◆ Material provided

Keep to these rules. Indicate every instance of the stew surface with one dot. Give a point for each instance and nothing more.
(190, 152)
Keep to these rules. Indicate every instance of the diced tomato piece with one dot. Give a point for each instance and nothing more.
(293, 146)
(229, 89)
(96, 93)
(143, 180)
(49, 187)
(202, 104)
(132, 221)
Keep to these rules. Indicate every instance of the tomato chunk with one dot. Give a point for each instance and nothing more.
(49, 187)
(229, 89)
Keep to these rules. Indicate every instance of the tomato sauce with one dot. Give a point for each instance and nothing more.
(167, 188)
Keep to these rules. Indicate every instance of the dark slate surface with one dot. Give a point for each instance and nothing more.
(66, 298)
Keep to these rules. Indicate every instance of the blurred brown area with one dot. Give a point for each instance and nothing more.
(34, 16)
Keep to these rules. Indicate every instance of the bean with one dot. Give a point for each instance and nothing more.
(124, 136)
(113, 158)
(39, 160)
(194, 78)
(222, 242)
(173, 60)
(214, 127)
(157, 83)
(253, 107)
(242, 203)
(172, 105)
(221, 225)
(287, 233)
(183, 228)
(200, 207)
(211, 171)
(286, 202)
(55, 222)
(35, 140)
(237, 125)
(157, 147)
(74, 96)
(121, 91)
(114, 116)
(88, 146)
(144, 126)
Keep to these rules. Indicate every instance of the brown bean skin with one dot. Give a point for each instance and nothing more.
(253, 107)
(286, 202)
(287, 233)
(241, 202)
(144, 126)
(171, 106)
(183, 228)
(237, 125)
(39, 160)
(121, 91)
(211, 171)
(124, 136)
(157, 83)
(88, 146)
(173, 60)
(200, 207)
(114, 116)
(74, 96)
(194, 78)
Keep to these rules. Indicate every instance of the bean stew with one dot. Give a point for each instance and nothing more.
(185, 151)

◆ Problem requirements
Restate the data above exactly, keeping each word as it stands.

◆ In response
Keep to these rules. Indicate every instance of the stew surface with one dot. Give a point for each instance and nothing more.
(190, 152)
Keep to these rules. Indicate every instance of the diced tomato piece with one dot. Give a point for each instance and nothing more.
(293, 146)
(229, 89)
(96, 93)
(143, 180)
(49, 187)
(202, 104)
(132, 221)
Keep to these rules. Indicate every instance of the tomato chunk with one dot. Give a point for each instance and nothing more.
(49, 187)
(229, 89)
Keep to these rules. Indicate every instance of the tomato sauce with one dot. Give a point for each instance and nothing more.
(167, 188)
Keep to these rules. Indicate every instance of the dark slate surface with one dot. Give a point for each instance and nothing more.
(66, 298)
Keep to these rules. Indicate every instance of the blurred brown area with one dot. Give a point for each instance and nothing more.
(34, 16)
Keep to these rules. Indicate every instance of the bean with one dot. Give a point for each instance and nothing more.
(124, 136)
(113, 158)
(39, 160)
(194, 78)
(222, 242)
(173, 60)
(214, 127)
(157, 83)
(253, 107)
(242, 203)
(172, 105)
(221, 225)
(287, 233)
(183, 228)
(200, 207)
(211, 171)
(286, 202)
(55, 222)
(35, 140)
(237, 125)
(157, 147)
(74, 96)
(121, 91)
(114, 116)
(88, 146)
(144, 126)
Keep to these rules. Indicate every instance of the brown bean skin with one dot. Give a point for each instance and nothing more.
(253, 107)
(286, 202)
(287, 233)
(241, 202)
(144, 126)
(171, 106)
(183, 228)
(237, 125)
(39, 160)
(121, 91)
(211, 171)
(124, 136)
(157, 83)
(88, 146)
(173, 60)
(200, 207)
(114, 116)
(74, 96)
(194, 78)
Keep to these rules. Indicate every instance of the bean stew with one dot. Give a point for each instance and nothing more.
(185, 151)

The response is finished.